↓↓↓

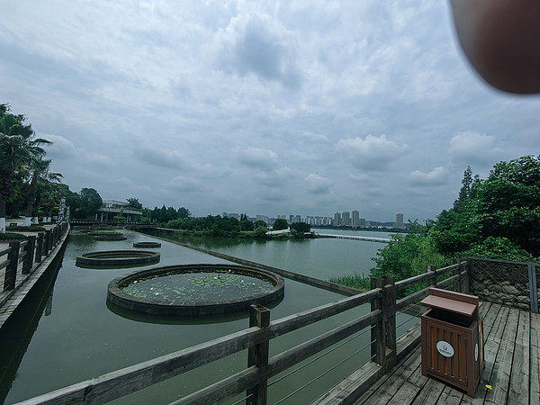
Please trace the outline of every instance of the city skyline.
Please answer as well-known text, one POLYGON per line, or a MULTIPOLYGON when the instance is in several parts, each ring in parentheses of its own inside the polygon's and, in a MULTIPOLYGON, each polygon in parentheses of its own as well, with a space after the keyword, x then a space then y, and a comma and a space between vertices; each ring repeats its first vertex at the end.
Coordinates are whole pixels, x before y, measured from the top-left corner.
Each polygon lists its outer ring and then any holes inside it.
POLYGON ((2 2, 0 103, 74 192, 421 222, 540 150, 540 96, 476 76, 447 3, 2 2))

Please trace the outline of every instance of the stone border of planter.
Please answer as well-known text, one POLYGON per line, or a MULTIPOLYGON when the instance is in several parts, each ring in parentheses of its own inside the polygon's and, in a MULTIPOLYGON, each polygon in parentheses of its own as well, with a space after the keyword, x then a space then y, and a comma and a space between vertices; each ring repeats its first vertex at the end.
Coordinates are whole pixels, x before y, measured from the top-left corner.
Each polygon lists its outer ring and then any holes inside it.
POLYGON ((133 248, 161 248, 161 243, 159 242, 133 242, 133 248))
POLYGON ((166 315, 178 317, 194 317, 200 315, 215 315, 236 312, 249 308, 251 304, 258 303, 261 305, 272 302, 283 298, 284 295, 284 281, 278 274, 236 265, 179 265, 167 266, 165 267, 156 267, 151 269, 140 270, 121 277, 117 277, 109 283, 107 292, 107 302, 124 310, 132 310, 138 313, 149 315, 166 315), (225 300, 221 302, 172 302, 158 300, 149 300, 137 298, 124 292, 122 286, 132 283, 142 277, 149 275, 159 275, 161 274, 176 271, 178 273, 194 273, 215 270, 232 270, 235 273, 245 274, 247 275, 263 277, 274 284, 274 288, 266 292, 242 297, 235 300, 225 300))
POLYGON ((145 250, 104 250, 85 253, 76 256, 75 264, 78 267, 112 268, 131 267, 135 266, 159 263, 161 256, 158 252, 145 250))
POLYGON ((101 235, 95 235, 94 238, 95 240, 126 240, 128 237, 122 233, 103 233, 101 235))

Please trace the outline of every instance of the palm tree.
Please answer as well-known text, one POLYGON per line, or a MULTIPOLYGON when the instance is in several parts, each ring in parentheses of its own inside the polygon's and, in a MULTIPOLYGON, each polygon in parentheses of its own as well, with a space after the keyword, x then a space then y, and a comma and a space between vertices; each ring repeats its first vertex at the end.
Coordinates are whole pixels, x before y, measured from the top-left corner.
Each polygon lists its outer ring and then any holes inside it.
POLYGON ((31 225, 31 218, 33 214, 33 224, 38 223, 38 207, 41 193, 51 182, 59 183, 62 179, 62 175, 59 173, 51 173, 50 159, 44 159, 41 155, 33 157, 28 166, 30 174, 28 176, 28 183, 26 185, 26 194, 28 198, 28 205, 26 207, 26 214, 24 217, 24 225, 31 225))
POLYGON ((14 180, 24 177, 25 167, 32 158, 45 155, 42 145, 51 145, 47 140, 34 139, 32 125, 24 123, 24 115, 9 111, 9 105, 0 104, 0 233, 5 232, 5 203, 14 180))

↑↑↑

» Prompt: Rewrite all the data above with "top-left corner" swapped for "upper-left corner" and every other part left as it is. Omit the pictures.

» The completed task:
Please trace the outline of every instance of the city skyline.
Please answer as well-known text, one POLYGON per line, or a MULTIPOLYGON when the instance is in several parts, each ring in parentheses of its own inside the polygon's and, in a MULTIPOLYGON, each polygon in parentheses of its own as well, with a space after the keyword, x then a space then y, and a comma and a space between vertices; each ring repeats its first vertex at the end.
Coordinates are whole pixels, x before y, measured from the upper-left corner.
Each polygon lists its outer ring and then any holes inside it.
POLYGON ((2 2, 0 103, 74 192, 421 222, 540 150, 540 96, 476 76, 447 3, 2 2))

Please trace the outline of every instance of the stone border of planter.
Please answer as well-known text, one POLYGON per line, or a MULTIPOLYGON when the instance is in several parts, each ring in parentheses of its own inside the polygon's and, in a MULTIPOLYGON, each polygon in parentheses of its own as well, with a space after the keyword, x then a space then y, and a comma and a space between vertices; each ring repeats its first vertex at the end.
Coordinates are whole pixels, x before y, measured from the upper-left corner.
Each polygon lists its outer ring and then any holes inside it.
POLYGON ((133 248, 161 248, 161 243, 159 242, 133 242, 133 248))
POLYGON ((166 315, 178 317, 194 317, 200 315, 215 315, 236 312, 249 308, 251 304, 258 303, 261 305, 272 302, 283 298, 284 295, 284 281, 278 274, 236 265, 179 265, 167 266, 165 267, 156 267, 151 269, 140 270, 121 277, 117 277, 109 283, 107 292, 107 302, 124 310, 132 310, 138 313, 149 315, 166 315), (225 300, 221 302, 172 302, 158 300, 149 300, 137 298, 124 292, 122 286, 132 283, 142 277, 149 275, 159 275, 161 274, 176 271, 178 273, 194 273, 215 270, 232 270, 235 273, 245 274, 247 275, 263 277, 274 284, 274 288, 266 292, 242 297, 235 300, 225 300))
POLYGON ((145 250, 104 250, 85 253, 76 256, 75 264, 78 267, 112 268, 131 267, 135 266, 159 263, 161 256, 158 252, 145 250))
POLYGON ((101 235, 95 235, 94 238, 95 240, 126 240, 128 237, 122 233, 103 233, 101 235))

Please trace the outline of every instance of the palm tree.
Please answer as well-known text, one POLYGON per line, or a MULTIPOLYGON when the instance is in several parts, each ring in parentheses of its own inside the polygon's and, in a MULTIPOLYGON, each polygon in parentheses of its own as well, with a space after the keyword, x then a space then y, and a comma and a space between vertices; each ring repeats its first vertex at the end.
Coordinates are whole pixels, x before y, measured from the upper-left corner.
Each polygon lists its outer ring and then any holes inside it.
POLYGON ((31 225, 31 218, 33 214, 33 224, 38 223, 38 207, 41 193, 51 182, 59 183, 62 179, 62 175, 59 173, 51 173, 50 159, 44 159, 41 155, 33 157, 28 166, 30 174, 28 176, 28 183, 26 185, 26 194, 28 198, 28 205, 26 207, 26 214, 24 217, 24 225, 31 225))
POLYGON ((14 180, 24 177, 25 167, 32 158, 45 155, 42 145, 51 145, 47 140, 34 139, 32 125, 24 123, 24 115, 9 111, 9 105, 0 104, 0 233, 5 232, 5 203, 14 180))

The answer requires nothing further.